Set down each entry from the block beneath, exactly as written.

— Start INPUT —

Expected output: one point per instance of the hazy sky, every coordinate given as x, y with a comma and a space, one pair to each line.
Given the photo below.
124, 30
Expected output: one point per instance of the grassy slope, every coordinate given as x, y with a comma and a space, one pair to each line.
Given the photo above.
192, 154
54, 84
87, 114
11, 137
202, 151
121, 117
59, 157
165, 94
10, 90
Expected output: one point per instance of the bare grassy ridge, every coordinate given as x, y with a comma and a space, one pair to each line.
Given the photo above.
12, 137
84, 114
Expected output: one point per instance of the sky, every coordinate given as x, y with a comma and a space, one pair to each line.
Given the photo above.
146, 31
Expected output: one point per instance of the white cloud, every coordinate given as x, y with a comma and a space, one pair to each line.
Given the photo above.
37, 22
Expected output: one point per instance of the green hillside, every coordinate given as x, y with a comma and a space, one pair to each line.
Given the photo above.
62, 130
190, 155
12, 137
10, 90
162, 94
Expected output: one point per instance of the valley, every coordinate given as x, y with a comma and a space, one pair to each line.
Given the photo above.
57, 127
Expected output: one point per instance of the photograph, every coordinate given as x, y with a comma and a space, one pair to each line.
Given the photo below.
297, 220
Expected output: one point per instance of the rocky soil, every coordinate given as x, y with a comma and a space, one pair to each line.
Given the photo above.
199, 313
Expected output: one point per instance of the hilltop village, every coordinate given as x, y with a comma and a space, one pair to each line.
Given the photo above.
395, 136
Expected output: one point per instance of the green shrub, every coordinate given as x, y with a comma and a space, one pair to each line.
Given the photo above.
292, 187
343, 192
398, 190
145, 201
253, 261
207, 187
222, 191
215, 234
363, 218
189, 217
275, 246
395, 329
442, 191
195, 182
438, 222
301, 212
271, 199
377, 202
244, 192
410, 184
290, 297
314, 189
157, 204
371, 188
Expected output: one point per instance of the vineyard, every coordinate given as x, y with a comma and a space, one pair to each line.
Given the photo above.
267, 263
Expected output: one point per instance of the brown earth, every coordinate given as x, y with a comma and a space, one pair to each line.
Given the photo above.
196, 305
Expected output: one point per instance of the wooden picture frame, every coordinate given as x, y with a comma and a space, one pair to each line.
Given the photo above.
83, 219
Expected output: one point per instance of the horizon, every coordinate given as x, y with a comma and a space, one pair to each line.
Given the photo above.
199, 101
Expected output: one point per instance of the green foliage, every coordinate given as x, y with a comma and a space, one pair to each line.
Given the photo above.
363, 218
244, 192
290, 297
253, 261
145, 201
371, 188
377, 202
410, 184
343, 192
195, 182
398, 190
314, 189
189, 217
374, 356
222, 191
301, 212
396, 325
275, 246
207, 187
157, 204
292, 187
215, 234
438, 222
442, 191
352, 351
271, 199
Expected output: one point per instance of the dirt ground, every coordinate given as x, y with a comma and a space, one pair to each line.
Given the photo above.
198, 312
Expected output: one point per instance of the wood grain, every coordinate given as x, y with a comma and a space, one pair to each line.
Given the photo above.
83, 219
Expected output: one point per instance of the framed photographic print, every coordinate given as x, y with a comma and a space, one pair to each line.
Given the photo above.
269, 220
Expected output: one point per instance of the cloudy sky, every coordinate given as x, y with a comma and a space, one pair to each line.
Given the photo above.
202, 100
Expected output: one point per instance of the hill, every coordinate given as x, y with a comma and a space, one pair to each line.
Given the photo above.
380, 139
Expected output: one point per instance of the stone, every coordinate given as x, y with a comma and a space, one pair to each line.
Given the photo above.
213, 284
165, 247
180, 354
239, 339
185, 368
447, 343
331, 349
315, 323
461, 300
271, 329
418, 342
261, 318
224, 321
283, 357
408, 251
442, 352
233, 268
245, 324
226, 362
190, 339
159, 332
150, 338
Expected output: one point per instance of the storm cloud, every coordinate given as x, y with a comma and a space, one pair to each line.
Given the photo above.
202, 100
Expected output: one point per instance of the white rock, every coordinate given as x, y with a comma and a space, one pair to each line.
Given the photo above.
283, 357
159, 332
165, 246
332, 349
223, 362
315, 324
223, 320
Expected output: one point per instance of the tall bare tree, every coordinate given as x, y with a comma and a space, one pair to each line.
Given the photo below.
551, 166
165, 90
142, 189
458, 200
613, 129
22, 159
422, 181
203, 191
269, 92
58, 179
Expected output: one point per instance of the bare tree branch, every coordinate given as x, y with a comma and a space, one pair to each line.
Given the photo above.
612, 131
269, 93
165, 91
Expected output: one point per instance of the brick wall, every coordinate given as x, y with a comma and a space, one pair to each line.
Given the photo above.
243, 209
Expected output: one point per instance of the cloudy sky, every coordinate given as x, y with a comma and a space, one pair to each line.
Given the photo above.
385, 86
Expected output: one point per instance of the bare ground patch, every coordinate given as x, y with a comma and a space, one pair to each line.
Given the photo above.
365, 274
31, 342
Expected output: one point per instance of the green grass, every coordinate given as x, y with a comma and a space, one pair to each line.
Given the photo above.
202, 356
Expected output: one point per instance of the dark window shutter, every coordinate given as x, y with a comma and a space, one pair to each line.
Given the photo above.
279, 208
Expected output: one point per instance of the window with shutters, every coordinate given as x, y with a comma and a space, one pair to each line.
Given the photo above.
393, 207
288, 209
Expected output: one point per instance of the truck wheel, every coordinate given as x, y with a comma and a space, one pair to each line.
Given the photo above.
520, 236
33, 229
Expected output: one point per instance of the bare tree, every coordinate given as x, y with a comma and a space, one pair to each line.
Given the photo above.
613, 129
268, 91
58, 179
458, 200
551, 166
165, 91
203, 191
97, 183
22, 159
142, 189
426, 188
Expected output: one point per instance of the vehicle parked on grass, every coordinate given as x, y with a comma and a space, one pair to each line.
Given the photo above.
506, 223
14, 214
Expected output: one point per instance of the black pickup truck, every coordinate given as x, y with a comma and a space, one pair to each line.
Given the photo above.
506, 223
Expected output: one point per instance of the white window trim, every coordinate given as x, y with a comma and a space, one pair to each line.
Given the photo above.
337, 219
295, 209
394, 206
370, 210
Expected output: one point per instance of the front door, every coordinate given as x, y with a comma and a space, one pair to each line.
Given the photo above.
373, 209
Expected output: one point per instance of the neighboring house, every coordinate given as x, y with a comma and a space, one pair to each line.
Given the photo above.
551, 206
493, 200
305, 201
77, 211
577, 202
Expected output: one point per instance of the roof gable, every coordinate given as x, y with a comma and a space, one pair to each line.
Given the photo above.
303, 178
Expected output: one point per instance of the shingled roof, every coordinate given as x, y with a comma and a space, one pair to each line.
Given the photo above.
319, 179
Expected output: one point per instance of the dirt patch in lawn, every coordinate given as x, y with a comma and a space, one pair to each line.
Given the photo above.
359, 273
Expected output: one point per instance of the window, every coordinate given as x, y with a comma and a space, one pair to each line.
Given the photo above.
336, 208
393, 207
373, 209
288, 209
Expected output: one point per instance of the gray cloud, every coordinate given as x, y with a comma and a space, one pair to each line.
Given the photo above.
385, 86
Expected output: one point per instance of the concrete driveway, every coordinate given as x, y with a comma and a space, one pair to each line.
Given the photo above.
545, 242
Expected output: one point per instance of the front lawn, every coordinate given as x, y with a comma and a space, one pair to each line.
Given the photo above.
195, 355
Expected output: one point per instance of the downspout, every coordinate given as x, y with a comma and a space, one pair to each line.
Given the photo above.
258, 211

— End INPUT —

= REPLY TO THE EXERCISE =
Expected output: one point per instance of the hazy sky, every coordinate given as x, y with a comma and a space, one pair to each line.
Given the photo below.
124, 30
Expected output: one point per instance of the grassy slope, every coordinate given as x, y with a comma and a space, one pair to each line.
Given the photo above.
192, 154
54, 84
87, 114
11, 137
202, 151
121, 117
59, 157
165, 94
10, 90
Expected output: one point per instance of the bare grassy ridge, every coordinate given as x, y with a comma and a space, one pair to each line.
Given the photo above.
12, 137
84, 114
Expected output: one point per instance of the sky, every coordinate given as x, y with a comma and a space, one pair to each line.
Given the photo above.
146, 31
Expected output: one point per instance of the white cloud, every coordinate given as x, y with a comma and a space, one pair to each line.
Given the photo above.
37, 22
Expected output: one point per instance of the green hillside, every coordinate given as x, y with a comma and a space, one pair to each line.
Given the photo above.
62, 130
190, 155
12, 137
10, 90
162, 94
Expected output: one point per instance of the valley, every coordinate given as x, y with a comma and a space, one pair to each line.
Given the photo above.
57, 127
Expected output: one point per instance of the photograph, every coordinate given as x, y with a comma and a space, one pair to each line.
Given the photo below.
297, 220
Expected output: one point per instance of the rocky soil, every coordinate given as x, y with a comma and a space, one pair to each line.
Given the photo above.
199, 313
Expected output: one point per instance of the hilltop village, every coordinate given as x, y with a comma and a space, one pair to each line.
Given the photo above.
395, 136
Expected output: one point per instance of the green shrub, every coordinate given as x, y with a comma and a space, one pair to each line.
Given the photo above.
292, 187
343, 192
398, 190
145, 201
253, 261
207, 187
222, 191
215, 234
363, 218
189, 217
275, 246
395, 329
442, 191
195, 182
438, 222
301, 212
271, 199
377, 202
244, 192
410, 184
290, 297
314, 189
157, 204
371, 188
Expected output: one point per instance of the vineyard, every coordinate given as x, y with a comma and a space, one pair to each line.
Given the photo above.
267, 263
Expected output: one point per instance of the brown earth, every coordinate given as x, y with a comma and a space, one pair to each line.
Given the photo above.
196, 305
Expected output: one point per instance of the wooden picture frame, every coordinate given as x, y with a comma and a space, one pair to each line.
Given the photo above.
83, 219
Expected output: one point per instance of the horizon, every coordinate given as x, y with a comma and a space, one pair to each line.
Given the photo above.
199, 101
Expected output: one point per instance of the green foliage, every coordinate given as x, y with a comma and a space, one pair to each line.
Given the photo above.
363, 218
244, 192
290, 297
253, 261
145, 201
371, 188
377, 202
410, 184
343, 192
195, 182
398, 190
314, 189
189, 217
374, 356
222, 191
301, 212
396, 325
275, 246
207, 187
157, 204
292, 187
215, 234
438, 222
442, 191
352, 351
271, 199
Expected output: one point per instance of the dirt ground, every coordinate given as x, y with a comma and a space, one pair to each line.
Given the photo above.
198, 312
Expected output: one point per instance of the wood grain, every coordinate given as x, y with a comma and a space, one pair to each line.
Given the photo above.
83, 219
Expected output: one point per instance of the framed photographic print, every coordinate given as x, y with a comma and a space, one pair to each line.
Given the photo above.
269, 220
Expected output: one point per instance of the cloudy sky, every coordinate given as x, y with a comma and a space, one pair to each line.
Given the photo above.
202, 100
Expected output: one point per instance of the hill, every coordinate given as x, y with a comma and a space, one pair to each line.
Given the photo above.
380, 139
Expected output: one point per instance of the stone, every coordinate given as x, y with a comma and a space, one pair to each line.
Given the photo above.
213, 284
165, 247
180, 354
239, 339
185, 368
447, 343
331, 349
315, 323
461, 300
271, 329
418, 342
261, 318
224, 321
283, 357
408, 251
442, 352
233, 268
245, 324
226, 362
190, 339
159, 332
150, 338
Expected output: one point per instance of the storm cloud, every coordinate given as x, y with a comma and a space, one pair to each line.
Given the photo above.
202, 100
Expected output: one point per instance of the white rock, every coordinate given as x, y with a comma and a space, one pair to each line.
Given the photo above.
283, 357
159, 332
165, 246
332, 349
223, 362
315, 324
223, 320
Expected output: one point per instance of the tall bare tree, every coordinate given as x, y with a comma and a space, one pair to each line.
Given the photo below.
551, 166
165, 90
142, 189
458, 200
613, 129
22, 159
422, 181
203, 191
269, 92
58, 179
Expected output: one point per instance of the bare tree branch, every coordinate given as x, y with a comma and a space, one pair to each line.
Given the photo above.
612, 131
269, 93
165, 91
Expected output: one point per instance of the brick wall, every coordinate given as x, y with a comma and a space, one pair to each line.
Given the photo above.
243, 209
Expected output: one point per instance of the cloudy sky, every coordinate given as x, y with a comma and a space, one pair to each line.
Given the photo above.
385, 86
Expected output: one point per instance of the bare ground patch, every coordinate given as x, y with a comma and a space, one pair to each line.
Given the photo above.
365, 274
31, 342
Expected output: one point per instance of the green grass, every coordinate given as x, y with a comma and a space, one pair to each line.
Given the photo above.
202, 356
Expected output: one point per instance of the dark window shutter, every coordinate given as x, y with a comma and a space, one pair to each line.
Given the photo above.
279, 208
Expected output: one point per instance of the window with shutters, every coordinate given as x, y with a comma and a space, one pair to each line.
Given the photo above.
393, 207
288, 209
Expected output: one point per instance of the truck wheel, every coordinate given as x, y with a comma and a space, one pair to each line.
Given the photo above.
520, 236
33, 229
Expected output: one point per instance of the bare tree, every coordinate given as x, y with a comma and a space, one pair to each line.
Given the photo above.
613, 129
268, 91
58, 179
458, 200
551, 166
165, 91
203, 191
97, 183
22, 159
142, 189
426, 188
Expected output: one point per instance of the vehicle parked on grass, every coordinate given as x, y with a comma and a space, one pair to each line.
Given the photo above.
506, 223
14, 214
Expected output: one point per instance of the black pickup truck, every coordinate given as x, y with a comma and a space, one pair to each line.
Given the photo above.
506, 223
Expected output: one point per instance of the white window trim, every coordinate given as x, y with a comma and a space, one pair to each line.
Given the photo above.
337, 219
295, 209
394, 206
370, 210
Expected output: one point per instance of the front door, every coordinate given as x, y with a comma and a space, one pair to each line.
Given the photo above.
373, 209
Expected output: one point per instance of the neighboring house, every coordinate given as x, y with a comma and a space, one pair to each line.
Given the photo above.
551, 206
493, 200
305, 201
77, 211
577, 202
Expected output: one point per instance of the roof gable, every coordinate given as x, y with a comma and a space, one pair to each line.
Given the photo above.
303, 178
Expected output: one point per instance of the shingled roof, every coordinate given as x, y with a comma and a space, one pair to each line.
Given the photo above.
319, 179
Expected output: one point per instance of the dirt patch in lawn, every coordinate given as x, y with a comma and a space, one pair to each line.
Given the photo above.
359, 273
Expected output: one point per instance of the window, every coordinate given as x, y with a comma and a space, one pair to each line.
Given the photo above.
336, 208
393, 207
373, 209
288, 209
Expected output: one point per instance of the gray cloud, every coordinate given as x, y with a comma and a space, one pair to each line.
Given the photo above.
385, 86
Expected output: one point per instance of the concrete driveway, every coordinate given as x, y with a comma and a space, one pair to each line.
Given the photo above.
545, 242
Expected output: one point per instance of the front lawn, every coordinate given as x, y with a comma and a space, one pair to each line.
Given the photo above.
195, 355
Expected output: one point per instance of the downspout, every coordinate given as x, y with a comma and a space, one pair to each line.
Given the photo above.
258, 211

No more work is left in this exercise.